> Activity
Leaving nothing out, set down all the data exactly.

> Point-per-instance localization data
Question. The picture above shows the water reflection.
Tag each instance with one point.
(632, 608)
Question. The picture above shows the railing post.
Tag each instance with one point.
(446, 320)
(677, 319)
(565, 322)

> Solution to this exercise
Question. The picture above shows the water reflection.
Tag each instance with one point.
(632, 608)
Question. The picture above shows the railing post.
Tag each instance with one point.
(446, 320)
(677, 319)
(565, 322)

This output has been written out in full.